You either hit the target or you don't like,
we would bet quarters dollars or whatever,
like in a little friendly,
whoever wins the competition.
So it doesn't lie.
If I hit the target and you were 10 meters away, hand over your quarter.
So again, I would watch the wheels turning
with some of these guys and be like, you know what?
I was wrong.
No, and you think about the self-awareness
and also the sort of confidence or sense of self it requires to be able to do that.
That's really tough, right?
Because the more insidious thing you tell yourself is,
oh, the system, even though it's the opposite of truth,
we see this now in different areas,
oh, it's because the system is rigged
in that person's favor.
They're getting preferential treatment.
They're tokens, right?
We tell ourselves about how, instead of having to face,
oh, I've been awful to this group or this person,
or this person is just flat out better than me,
we go, oh, well, they're actually,
they're not the victim of various structures.
They're the beneficiary of systems.
And me, the white dude,
who's had everything in my favor pretty much all along,
I'm the real victim here.
Yeah, well, this is one of my,
after a few beers, officers club stories early on
when I was in training, A-10 training.
So the jury was still out as to whether I had what it took.
I thought I did,
but I still had to go through the training.
And we had this one evaluator instructor pilot
who had several beers in him and just started going off
on how it doesn't matter how I perform,
that if I fail, they're not going to be allowed
to fail me out.

━━━━━━━━━━━━━━━━

| EXERCISES |
1. Rewrite the stretch of the transcript from "They're tokens, right?" through "beneficiary of systems.", swapping "beneficiary" for "recipient".
2. In the transcript, what training was the speaker in during the officers club story?

| DATASET ROWS |
━━━━━━━━━━━━━━━━

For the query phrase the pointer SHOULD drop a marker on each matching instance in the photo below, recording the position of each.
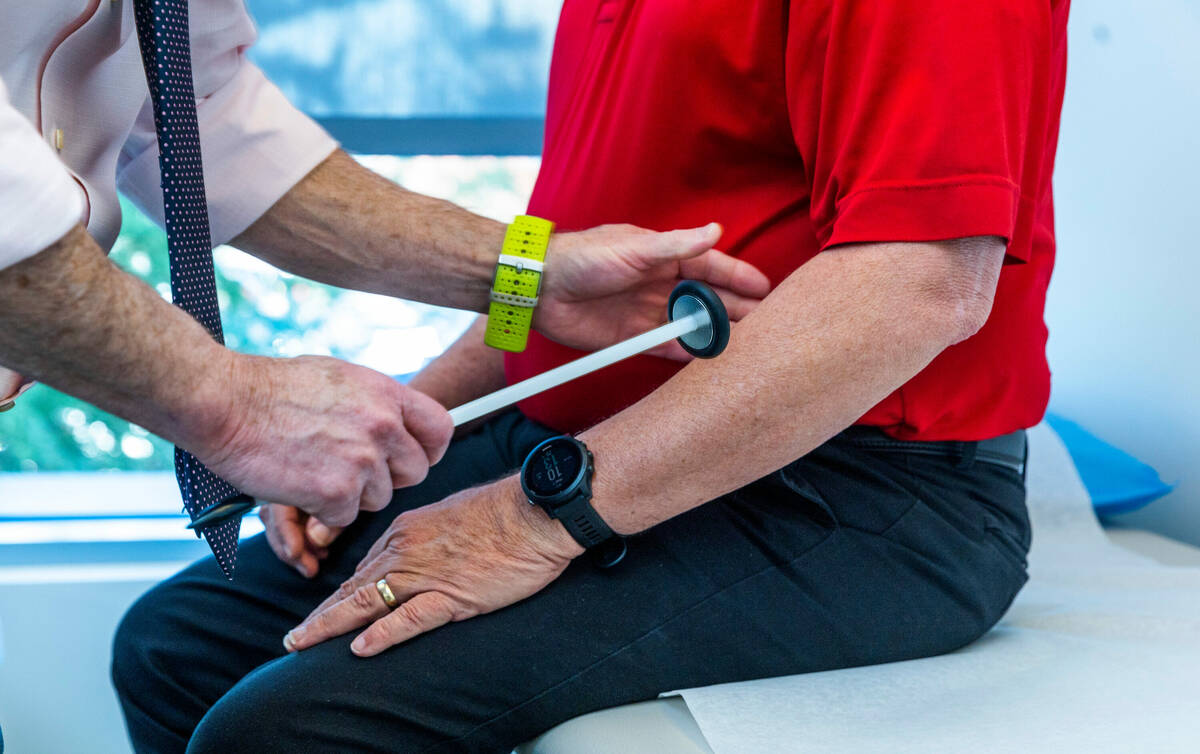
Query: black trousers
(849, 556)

━━━━━━━━━━━━━━━━

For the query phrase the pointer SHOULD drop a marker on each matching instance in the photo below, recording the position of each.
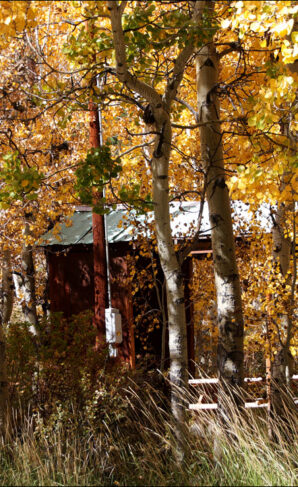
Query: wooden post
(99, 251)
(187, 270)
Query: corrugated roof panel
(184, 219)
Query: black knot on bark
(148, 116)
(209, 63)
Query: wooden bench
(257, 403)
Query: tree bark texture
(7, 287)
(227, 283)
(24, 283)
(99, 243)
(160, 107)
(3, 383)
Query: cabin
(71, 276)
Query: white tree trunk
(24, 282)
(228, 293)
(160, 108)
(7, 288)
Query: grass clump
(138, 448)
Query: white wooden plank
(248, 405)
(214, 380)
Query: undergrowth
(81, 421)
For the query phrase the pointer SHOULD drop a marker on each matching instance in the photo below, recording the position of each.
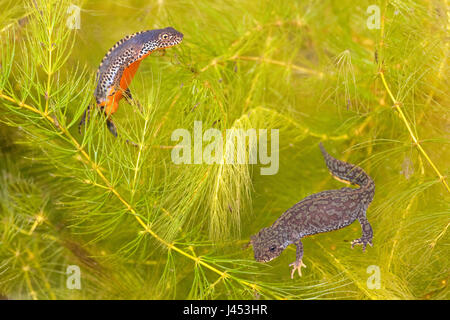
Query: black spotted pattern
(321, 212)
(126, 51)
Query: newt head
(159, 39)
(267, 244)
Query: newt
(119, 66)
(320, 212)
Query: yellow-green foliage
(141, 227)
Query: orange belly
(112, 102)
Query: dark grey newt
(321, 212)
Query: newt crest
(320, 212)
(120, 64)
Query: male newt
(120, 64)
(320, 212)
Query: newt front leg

━━━━━━━━━━━━━━━━

| TASK RESPONSES |
1.
They're tokens, right?
We tell ourselves about how, instead of having to face,
oh, I've been awful to this group or this person,
or this person is just flat out better than me,
we go, oh, well, they're actually,
they're not the victim of various structures.
They're the recipient of systems.

2. A-10 training.